> [To do]: Reproduce every one of the following lines verbatim, with each character, coordinate pair, and line break unchanged.

> [Supplied data]:
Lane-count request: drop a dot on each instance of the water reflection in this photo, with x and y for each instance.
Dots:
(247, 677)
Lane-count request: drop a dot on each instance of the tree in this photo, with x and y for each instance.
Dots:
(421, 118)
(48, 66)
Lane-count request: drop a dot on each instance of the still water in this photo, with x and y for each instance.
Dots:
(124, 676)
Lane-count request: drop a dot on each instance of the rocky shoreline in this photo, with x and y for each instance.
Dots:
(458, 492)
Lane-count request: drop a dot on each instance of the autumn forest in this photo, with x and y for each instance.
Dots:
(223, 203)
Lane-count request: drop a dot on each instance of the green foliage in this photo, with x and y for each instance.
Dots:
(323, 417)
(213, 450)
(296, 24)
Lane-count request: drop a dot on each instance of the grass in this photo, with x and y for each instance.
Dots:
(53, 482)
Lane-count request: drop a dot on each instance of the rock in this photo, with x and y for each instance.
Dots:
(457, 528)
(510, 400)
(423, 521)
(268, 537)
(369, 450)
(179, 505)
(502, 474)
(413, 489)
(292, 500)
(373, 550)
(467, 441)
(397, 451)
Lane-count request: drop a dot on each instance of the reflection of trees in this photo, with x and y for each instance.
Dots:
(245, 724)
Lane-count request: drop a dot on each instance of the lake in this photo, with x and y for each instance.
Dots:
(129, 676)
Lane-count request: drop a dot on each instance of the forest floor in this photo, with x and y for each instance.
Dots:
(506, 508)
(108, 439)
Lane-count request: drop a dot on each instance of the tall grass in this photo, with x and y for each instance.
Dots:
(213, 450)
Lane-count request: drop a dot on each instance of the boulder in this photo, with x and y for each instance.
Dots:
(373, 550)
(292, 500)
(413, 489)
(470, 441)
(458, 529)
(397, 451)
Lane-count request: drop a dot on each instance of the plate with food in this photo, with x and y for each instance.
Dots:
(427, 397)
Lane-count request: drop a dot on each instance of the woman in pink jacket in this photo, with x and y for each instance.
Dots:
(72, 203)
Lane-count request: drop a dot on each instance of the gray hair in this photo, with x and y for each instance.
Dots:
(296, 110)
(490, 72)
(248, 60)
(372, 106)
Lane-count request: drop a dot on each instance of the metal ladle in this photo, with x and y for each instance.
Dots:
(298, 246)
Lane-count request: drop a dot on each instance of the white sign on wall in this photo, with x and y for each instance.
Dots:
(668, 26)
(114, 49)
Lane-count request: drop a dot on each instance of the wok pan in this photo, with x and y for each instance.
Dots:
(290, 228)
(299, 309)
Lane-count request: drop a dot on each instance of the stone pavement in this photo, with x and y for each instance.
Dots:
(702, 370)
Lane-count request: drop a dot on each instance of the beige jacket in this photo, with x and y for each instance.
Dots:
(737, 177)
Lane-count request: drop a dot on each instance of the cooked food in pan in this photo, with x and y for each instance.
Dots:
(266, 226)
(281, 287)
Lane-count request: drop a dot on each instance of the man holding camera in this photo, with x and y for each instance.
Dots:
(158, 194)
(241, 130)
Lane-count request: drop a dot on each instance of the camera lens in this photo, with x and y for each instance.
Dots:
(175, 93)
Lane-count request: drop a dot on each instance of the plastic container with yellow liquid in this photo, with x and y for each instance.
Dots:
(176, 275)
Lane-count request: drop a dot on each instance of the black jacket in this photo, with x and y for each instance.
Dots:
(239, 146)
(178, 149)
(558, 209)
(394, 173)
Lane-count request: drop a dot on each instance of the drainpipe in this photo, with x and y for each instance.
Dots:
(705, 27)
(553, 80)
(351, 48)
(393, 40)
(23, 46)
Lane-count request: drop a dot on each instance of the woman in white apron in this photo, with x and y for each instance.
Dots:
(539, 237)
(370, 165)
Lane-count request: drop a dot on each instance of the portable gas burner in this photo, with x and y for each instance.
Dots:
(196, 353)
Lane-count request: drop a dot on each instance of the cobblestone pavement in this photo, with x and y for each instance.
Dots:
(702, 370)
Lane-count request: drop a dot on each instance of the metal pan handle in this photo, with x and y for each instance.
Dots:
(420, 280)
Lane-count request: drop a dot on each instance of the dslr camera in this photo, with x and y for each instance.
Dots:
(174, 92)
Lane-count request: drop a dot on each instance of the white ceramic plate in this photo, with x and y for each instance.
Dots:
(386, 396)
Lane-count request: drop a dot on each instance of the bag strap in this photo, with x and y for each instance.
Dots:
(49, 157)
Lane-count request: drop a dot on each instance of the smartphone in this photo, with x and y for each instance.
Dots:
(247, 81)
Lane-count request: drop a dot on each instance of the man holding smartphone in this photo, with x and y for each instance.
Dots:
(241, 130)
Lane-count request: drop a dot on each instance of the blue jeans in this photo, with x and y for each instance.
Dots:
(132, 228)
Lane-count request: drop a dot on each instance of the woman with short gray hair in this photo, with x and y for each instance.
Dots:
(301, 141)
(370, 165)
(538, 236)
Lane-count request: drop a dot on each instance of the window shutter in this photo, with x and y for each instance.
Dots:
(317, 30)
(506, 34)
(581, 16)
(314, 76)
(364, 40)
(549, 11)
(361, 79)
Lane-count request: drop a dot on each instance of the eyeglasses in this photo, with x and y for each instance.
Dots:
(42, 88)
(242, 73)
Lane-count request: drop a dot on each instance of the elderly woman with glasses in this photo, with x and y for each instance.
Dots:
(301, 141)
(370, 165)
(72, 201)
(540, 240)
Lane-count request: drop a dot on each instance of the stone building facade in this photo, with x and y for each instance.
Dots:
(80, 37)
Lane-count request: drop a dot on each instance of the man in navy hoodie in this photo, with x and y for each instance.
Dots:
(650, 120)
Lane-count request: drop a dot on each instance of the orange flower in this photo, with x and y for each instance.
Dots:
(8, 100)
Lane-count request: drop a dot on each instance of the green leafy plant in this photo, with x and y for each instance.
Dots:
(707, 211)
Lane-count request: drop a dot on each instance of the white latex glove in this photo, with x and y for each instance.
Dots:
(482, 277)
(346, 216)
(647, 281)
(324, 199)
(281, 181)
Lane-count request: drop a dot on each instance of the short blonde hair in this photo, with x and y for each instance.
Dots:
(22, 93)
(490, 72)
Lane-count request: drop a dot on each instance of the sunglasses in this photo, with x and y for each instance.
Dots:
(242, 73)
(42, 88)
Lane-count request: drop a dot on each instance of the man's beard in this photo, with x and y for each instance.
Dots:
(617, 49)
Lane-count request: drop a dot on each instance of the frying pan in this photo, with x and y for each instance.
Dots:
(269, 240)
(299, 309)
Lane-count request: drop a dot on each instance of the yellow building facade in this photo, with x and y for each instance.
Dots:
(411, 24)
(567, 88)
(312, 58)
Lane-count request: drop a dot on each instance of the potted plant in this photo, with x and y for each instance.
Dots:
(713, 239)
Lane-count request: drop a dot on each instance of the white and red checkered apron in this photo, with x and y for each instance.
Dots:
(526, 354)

> [The output]:
Lane-count request: drop a dot on each instance of the water reflection in this photo, with x and y for each instance.
Dots:
(247, 677)
Lane-count request: drop a dot on each instance of the tree in this photo, with x and y for each instance.
Dots:
(421, 118)
(48, 66)
Lane-count request: drop a dot on each instance of the still water in this photo, with x and y for each instance.
Dots:
(124, 676)
Lane-count request: drop a dot on each instance of the rocky shoreline in this photo, with x and y for each instance.
Dots:
(458, 492)
Lane-count request: drop a dot on each instance of the autumn forest in this photo, with x and y for each instance.
Dots:
(223, 203)
Lane-count request: drop a dot on each instance of the green foliage in this photo, with x and y for each instance.
Dots:
(323, 417)
(213, 450)
(296, 24)
Lane-count request: drop a dot on each instance of the grass in this photo, with x and y for each instance.
Dots:
(53, 482)
Lane-count request: drop a dot on each instance of the rock in this photo, with x and y for each instance.
Dots:
(457, 528)
(510, 400)
(423, 521)
(268, 537)
(369, 450)
(179, 505)
(502, 474)
(413, 489)
(292, 500)
(373, 550)
(467, 441)
(397, 451)
Lane-count request: drop a dot on each instance of the reflection of trees in this photo, with x and y for each instance.
Dots:
(245, 724)
Lane-count request: drop a dot on each instance of the lake in this photo, with x and y for each instance.
Dots:
(129, 676)
Lane-count request: drop a dot on each instance of the forest floor in this photo, with x and y for each instance.
Dots:
(506, 508)
(108, 439)
Lane-count request: drop a dot on each instance of the tall grass in this photo, with x and y for each instance.
Dots:
(213, 450)
Lane-count request: drop a dot on each instance of the boulder in this photo, with x and y for each instance.
Dots:
(373, 550)
(292, 500)
(413, 489)
(470, 441)
(458, 529)
(397, 451)
Lane-count request: drop a dot on each instance of the plate with food in this photo, with x and y for each instance.
Dots:
(427, 397)
Lane-count request: drop a dot on each instance of the woman in pink jacket in this photo, with x and y for each instance.
Dots:
(72, 203)
Lane-count request: drop a dot on each instance of the gray hair in this photo, with x and y for each instance.
Dots:
(296, 110)
(490, 72)
(248, 60)
(372, 106)
Lane-count request: drop a dot on each instance of the metal ladle in this photo, with x and y for each instance.
Dots:
(298, 246)
Lane-count request: drop a dot on each instance of the white sign on wall in this photo, with x and y for each instance.
Dots:
(668, 26)
(114, 49)
Lane-count request: drop a dot on each instance of the wok pan in this photo, with x and y for each instance.
Dots:
(290, 228)
(299, 309)
Lane-count request: drop a dot on each instance of the stone pavement in this photo, with x and y for each instance.
Dots:
(702, 370)
Lane-count request: drop a dot on each instance of the beige jacket in this photo, with x and y for each instance.
Dots:
(737, 177)
Lane-count request: drop a dot on each instance of the cooked food in pan in this photo, with x and y for each instance.
Dots:
(266, 226)
(281, 287)
Lane-count request: drop a dot on each instance of the man holding camera in this photo, with x and y for each instance.
Dots:
(158, 194)
(241, 130)
Lane-count request: drop a dot on each instance of the camera lens in this photo, with x and y for each instance.
Dots:
(175, 93)
Lane-count request: drop a dot on each instance of the plastic container with yellow liquid in this photo, with x and y for each instance.
Dots:
(176, 275)
Lane-count request: drop a dot on each instance of the black jacket in this photo, with x and y for each instance.
Dots:
(239, 146)
(178, 149)
(558, 209)
(394, 173)
Lane-count request: drop a dot on each instance of the drainpipe in this photo, with x and y for each instance.
Dots:
(705, 27)
(553, 80)
(351, 48)
(393, 40)
(23, 46)
Lane-count request: drop a dot on each instance of the woman in white apron in this photo, with x and y for each instance.
Dots:
(539, 237)
(370, 165)
Lane-count request: drop a dot on each instance of the portable gas burner in this photo, with x and y for each instance.
Dots:
(196, 353)
Lane-count request: drop a dot on each instance of the cobblestone pavement in this photo, with x and y for each instance.
Dots:
(702, 370)
Lane-count request: drop a dot on each instance of the metal pan handle in this photo, with x and y for each instance.
Dots:
(420, 280)
Lane-count request: drop a dot on each instance of the dslr camera in this photo, with x and y for each instance.
Dots:
(174, 92)
Lane-count request: drop a dot on each instance of the white ceramic plate in this photo, with x and y for each instance.
Dots:
(386, 396)
Lane-count request: drop a dot on each instance of the bag strap in this photo, with x and y for each instance.
Dots:
(49, 157)
Lane-count request: drop a dot on each instance of the smartphone in this photo, with x and y for each instance.
Dots:
(247, 81)
Lane-count request: drop a dot on each instance of the man holding smartphone in this photo, with x and y for each instance.
Dots:
(241, 130)
Lane-count request: drop a dot on each instance of the blue jeans in this photo, with x and y for each instance.
Dots:
(132, 228)
Lane-count request: drop a dot on each instance of the woman with short gray hair in this photo, with x and y for each instance.
Dots:
(301, 141)
(370, 165)
(538, 236)
Lane-count request: drop a dot on each instance of the window shutter in this photo, with x and y for each instance.
Dots:
(317, 30)
(506, 34)
(581, 16)
(314, 76)
(364, 40)
(549, 11)
(361, 79)
Lane-count request: drop a dot on each instance of the eyeglasses in this photo, with x and y for each instance.
Dots:
(42, 88)
(242, 73)
Lane-count request: drop a dot on each instance of the elderly woman with glasses in this photo, with x and y for each instance.
Dots:
(301, 141)
(370, 165)
(72, 201)
(540, 240)
Lane-count request: drop a dot on each instance of the stone building facade in this photo, with x and y for each instance.
Dots:
(80, 37)
Lane-count request: drop a dot on each instance of the man in navy hoodie in this photo, with x and y for each instance.
Dots:
(650, 120)
Lane-count request: drop a dot on each instance of the orange flower in this photo, with x and y for each instance.
Dots:
(8, 100)
Lane-count request: drop a dot on each instance of the green leafy plant in this photo, with x and y for each instance.
Dots:
(707, 211)
Lane-count request: drop a dot on each instance of the white latex glove in this photo, with x and y for each instance.
Dots:
(482, 277)
(346, 216)
(647, 281)
(324, 199)
(281, 181)
Lane-count request: drop a dot on each instance of the short blonde hair in this photo, with x and y for each instance.
Dots:
(22, 93)
(490, 72)
Lane-count request: drop a dot on each instance of the sunglasses in this photo, with x and y for each instance.
Dots:
(242, 73)
(42, 88)
Lane-count request: drop a dot on each instance of the man's beard in this photo, with x and y for each instance.
Dots:
(617, 49)
Lane-count request: drop a dot on each instance of the frying pan in this photo, with x and y for each instance.
Dots:
(269, 240)
(299, 309)
Lane-count request: drop a dot on each instance of the yellow building facade in this photo, with x and y for each instance.
Dots:
(411, 24)
(567, 88)
(312, 58)
Lane-count request: drop a dot on each instance of the potted plant in this photo, with x and y for each instance.
Dots:
(713, 239)
Lane-count request: drop a dot on each instance of the white and red checkered apron in this photo, with x and y for each instance.
Dots:
(526, 354)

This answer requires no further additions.